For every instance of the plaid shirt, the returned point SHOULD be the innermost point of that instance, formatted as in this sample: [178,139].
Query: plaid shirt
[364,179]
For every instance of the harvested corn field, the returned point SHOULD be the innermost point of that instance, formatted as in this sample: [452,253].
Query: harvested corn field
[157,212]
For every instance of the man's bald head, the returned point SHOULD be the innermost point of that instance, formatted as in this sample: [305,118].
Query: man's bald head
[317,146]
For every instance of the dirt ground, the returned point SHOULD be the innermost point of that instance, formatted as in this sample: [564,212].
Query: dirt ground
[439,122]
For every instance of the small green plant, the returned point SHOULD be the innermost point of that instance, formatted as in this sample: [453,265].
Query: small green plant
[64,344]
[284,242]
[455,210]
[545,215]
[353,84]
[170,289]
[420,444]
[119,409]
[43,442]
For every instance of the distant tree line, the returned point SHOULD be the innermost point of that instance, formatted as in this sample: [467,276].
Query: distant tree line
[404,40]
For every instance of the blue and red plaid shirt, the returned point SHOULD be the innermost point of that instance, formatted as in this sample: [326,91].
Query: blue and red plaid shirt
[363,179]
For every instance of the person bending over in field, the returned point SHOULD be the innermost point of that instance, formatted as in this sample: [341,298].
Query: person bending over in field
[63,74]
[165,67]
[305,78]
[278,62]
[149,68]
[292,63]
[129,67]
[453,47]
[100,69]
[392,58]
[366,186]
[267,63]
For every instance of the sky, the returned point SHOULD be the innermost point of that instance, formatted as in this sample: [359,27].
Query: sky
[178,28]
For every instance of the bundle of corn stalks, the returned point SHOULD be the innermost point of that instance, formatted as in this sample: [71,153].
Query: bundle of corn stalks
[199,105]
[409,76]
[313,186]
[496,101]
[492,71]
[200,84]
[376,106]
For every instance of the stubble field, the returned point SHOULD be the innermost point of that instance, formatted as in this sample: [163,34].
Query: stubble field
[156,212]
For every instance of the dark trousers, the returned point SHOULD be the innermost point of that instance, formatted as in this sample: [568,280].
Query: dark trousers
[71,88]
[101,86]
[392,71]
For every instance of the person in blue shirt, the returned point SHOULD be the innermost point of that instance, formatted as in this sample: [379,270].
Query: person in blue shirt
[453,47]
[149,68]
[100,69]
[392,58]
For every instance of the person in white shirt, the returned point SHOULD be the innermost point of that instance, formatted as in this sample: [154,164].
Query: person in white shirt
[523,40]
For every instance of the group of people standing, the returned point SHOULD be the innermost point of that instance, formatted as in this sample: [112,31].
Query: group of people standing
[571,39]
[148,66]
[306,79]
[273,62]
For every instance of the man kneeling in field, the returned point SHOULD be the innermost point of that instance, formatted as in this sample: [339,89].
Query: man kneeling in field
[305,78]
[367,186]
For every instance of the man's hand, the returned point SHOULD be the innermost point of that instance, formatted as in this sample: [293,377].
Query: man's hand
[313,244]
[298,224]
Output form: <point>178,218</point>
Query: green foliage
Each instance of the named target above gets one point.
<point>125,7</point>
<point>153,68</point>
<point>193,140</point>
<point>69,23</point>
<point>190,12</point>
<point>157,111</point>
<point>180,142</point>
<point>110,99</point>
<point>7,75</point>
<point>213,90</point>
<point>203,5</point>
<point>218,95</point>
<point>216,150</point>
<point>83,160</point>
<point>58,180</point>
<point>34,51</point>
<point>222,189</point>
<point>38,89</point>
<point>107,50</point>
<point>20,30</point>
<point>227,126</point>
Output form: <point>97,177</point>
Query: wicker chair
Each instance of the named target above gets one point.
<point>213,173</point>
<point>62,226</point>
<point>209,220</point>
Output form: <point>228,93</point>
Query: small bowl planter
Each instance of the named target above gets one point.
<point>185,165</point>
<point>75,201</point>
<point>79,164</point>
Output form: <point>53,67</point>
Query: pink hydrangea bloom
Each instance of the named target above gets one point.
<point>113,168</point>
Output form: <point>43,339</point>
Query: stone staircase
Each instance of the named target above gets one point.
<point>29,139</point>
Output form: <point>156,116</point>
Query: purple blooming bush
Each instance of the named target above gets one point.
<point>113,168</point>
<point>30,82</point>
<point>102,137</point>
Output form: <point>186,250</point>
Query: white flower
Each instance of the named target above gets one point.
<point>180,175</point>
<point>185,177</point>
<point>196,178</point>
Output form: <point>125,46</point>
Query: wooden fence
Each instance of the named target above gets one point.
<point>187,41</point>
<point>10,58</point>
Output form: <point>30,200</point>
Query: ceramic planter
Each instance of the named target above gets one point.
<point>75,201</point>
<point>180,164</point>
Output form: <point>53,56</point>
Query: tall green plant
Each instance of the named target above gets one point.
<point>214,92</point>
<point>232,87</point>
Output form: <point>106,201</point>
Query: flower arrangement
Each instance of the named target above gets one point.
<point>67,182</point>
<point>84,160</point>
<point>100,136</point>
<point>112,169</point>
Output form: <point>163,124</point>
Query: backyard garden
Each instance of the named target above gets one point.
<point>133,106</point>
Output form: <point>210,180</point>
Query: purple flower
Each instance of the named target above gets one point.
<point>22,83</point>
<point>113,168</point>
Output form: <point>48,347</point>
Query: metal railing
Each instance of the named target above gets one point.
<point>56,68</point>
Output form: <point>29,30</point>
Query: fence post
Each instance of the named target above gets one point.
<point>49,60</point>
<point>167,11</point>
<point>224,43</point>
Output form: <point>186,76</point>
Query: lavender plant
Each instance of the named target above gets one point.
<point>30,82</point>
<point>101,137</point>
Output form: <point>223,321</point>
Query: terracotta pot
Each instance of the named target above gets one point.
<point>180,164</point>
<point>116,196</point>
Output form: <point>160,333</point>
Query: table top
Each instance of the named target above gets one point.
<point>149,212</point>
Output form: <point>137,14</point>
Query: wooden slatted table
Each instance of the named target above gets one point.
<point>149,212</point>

--------

» **Problem**: Once you have read the entries above, copy them out exactly as they were given.

» **Output of the exercise**:
For every instance of the plaid shirt, the returned point SHOULD be the innermost point of that instance, formatted as in this sample: [178,139].
Query: plaid shirt
[364,179]
For every instance of the harvested corn field, the returned point SHOULD be the innermost point of that instance, formatted as in this sample: [452,253].
Query: harvested corn field
[157,212]
For every instance of the man's bald head, the returned point SHOULD be the innermost point of that instance, formatted as in this sample: [305,118].
Query: man's bald head
[317,146]
For every instance of the dirt ground, the returned point SHOULD be the innermost point of that instance, formatted as in this sample: [564,212].
Query: dirt ground
[439,122]
For every instance of the small green plant, the returned point SHOULD be the innermost point of that instance, formatted as in this sample: [453,265].
Query: small green plant
[64,344]
[284,242]
[455,210]
[545,215]
[353,84]
[170,289]
[420,444]
[119,409]
[43,442]
For every instance of the distant tree line, the returned point SHOULD be the innermost point of that instance, formatted as in this sample: [467,276].
Query: distant tree line
[404,40]
For every instance of the blue and red plaid shirt, the returned point SHOULD be the innermost point of that instance, formatted as in this sample: [326,91].
Query: blue and red plaid shirt
[363,179]
For every instance of the person bending over in field, the returned point SHOULD be the innermost point of that instance, formatted as in this sample: [341,298].
Query: person bending over in field
[63,74]
[165,67]
[305,78]
[278,62]
[149,68]
[292,63]
[129,67]
[453,47]
[100,69]
[392,58]
[366,186]
[267,63]
For every instance of the sky, the returned point SHOULD be the innermost point of that instance, formatted as in this sample: [359,27].
Query: sky
[178,28]
For every instance of the bundle of corn stalks, the returned point SHOULD be the innermost point of that instance, formatted as in this sample: [71,153].
Query: bundle of corn stalks
[199,105]
[409,76]
[313,186]
[496,101]
[492,71]
[200,84]
[376,106]
For every instance of the stubble field, the returned point SHOULD be the innermost point of that instance, formatted as in this sample: [163,34].
Query: stubble field
[156,212]
For every instance of the dark trousers, the returned point SHOULD be the innermost point of that instance, formatted as in this sample: [568,280].
Query: dark trousers
[71,88]
[101,86]
[392,71]
For every instance of the person in blue shirt, the returned point SHOULD be the innermost point of that instance, formatted as in this sample: [379,270].
Query: person in blue shirt
[453,47]
[149,68]
[100,69]
[392,58]
For every instance of the person in white shirt, the returned point SHOULD be the innermost point of that instance, formatted as in this sample: [154,164].
Query: person in white shirt
[523,40]
For every instance of the group of people standing, the returned point SHOULD be the innermost point of that instance, formatted as in this sample: [112,31].
Query: group of people standing
[571,39]
[148,66]
[306,79]
[273,62]
For every instance of the man kneeling in field, the returned point SHOULD be the innermost point of that instance, formatted as in this sample: [339,89].
Query: man kneeling in field
[305,78]
[367,186]
For every instance of the man's hand, the returned point SHOULD be the innermost point of that instance, formatted as in this sample: [293,377].
Query: man's hand
[313,244]
[298,224]
Output form: <point>178,218</point>
Query: green foliage
Each instance of the named target above gets one point.
<point>125,7</point>
<point>153,68</point>
<point>193,140</point>
<point>69,23</point>
<point>190,12</point>
<point>157,111</point>
<point>180,142</point>
<point>110,99</point>
<point>7,75</point>
<point>213,90</point>
<point>203,5</point>
<point>218,95</point>
<point>216,150</point>
<point>83,160</point>
<point>58,180</point>
<point>34,51</point>
<point>222,189</point>
<point>38,89</point>
<point>107,50</point>
<point>20,30</point>
<point>227,126</point>
Output form: <point>97,177</point>
Query: wicker chair
Each instance of the named target above gets one point.
<point>213,173</point>
<point>62,226</point>
<point>209,220</point>
Output form: <point>228,93</point>
Query: small bowl planter
Each instance of the named target above gets one point.
<point>185,165</point>
<point>75,201</point>
<point>79,164</point>
Output form: <point>53,67</point>
Query: pink hydrangea bloom
Each instance of the named target above gets one point.
<point>113,168</point>
Output form: <point>43,339</point>
Query: stone staircase
Each instance of the named target above gets one point.
<point>29,139</point>
Output form: <point>156,116</point>
Query: purple blooming bush
Each instance of the named target above gets one point.
<point>113,168</point>
<point>30,82</point>
<point>102,137</point>
Output form: <point>186,250</point>
Query: white flower
Each instance of the named target above gets one point.
<point>180,175</point>
<point>185,177</point>
<point>196,178</point>
Output form: <point>125,46</point>
Query: wooden fence
Each instance of the named target above gets one point.
<point>187,41</point>
<point>10,58</point>
Output form: <point>30,200</point>
Query: ceramic planter
Each instance of the named target above gets one point.
<point>75,201</point>
<point>180,164</point>
Output form: <point>53,56</point>
Query: tall green plant
Each instance of the named target above gets one point.
<point>214,92</point>
<point>232,87</point>
Output form: <point>106,201</point>
Query: flower arrangement
Each instance of the named target above gets one point.
<point>67,182</point>
<point>84,160</point>
<point>100,136</point>
<point>112,169</point>
Output form: <point>163,124</point>
Query: backyard garden
Each instance of the named target above gets one point.
<point>133,106</point>
Output form: <point>210,180</point>
Query: purple flower
Each instance of the named target above gets one point.
<point>22,83</point>
<point>113,168</point>
Output form: <point>48,347</point>
Query: metal railing
Each instance of the named target above gets one point.
<point>56,68</point>
Output form: <point>29,30</point>
Query: fence post
Each instance of the named target above gets one point.
<point>49,60</point>
<point>167,11</point>
<point>224,43</point>
Output form: <point>186,76</point>
Query: lavender plant
Each instance of the named target above gets one point.
<point>30,82</point>
<point>101,137</point>
Output form: <point>223,321</point>
Query: terracotta pot
Each instance of the named target above gets one point.
<point>180,164</point>
<point>116,196</point>
Output form: <point>160,333</point>
Query: table top
Each instance of the named target above gets one point.
<point>149,212</point>
Output form: <point>137,14</point>
Query: wooden slatted table
Each instance of the named target above gets one point.
<point>149,212</point>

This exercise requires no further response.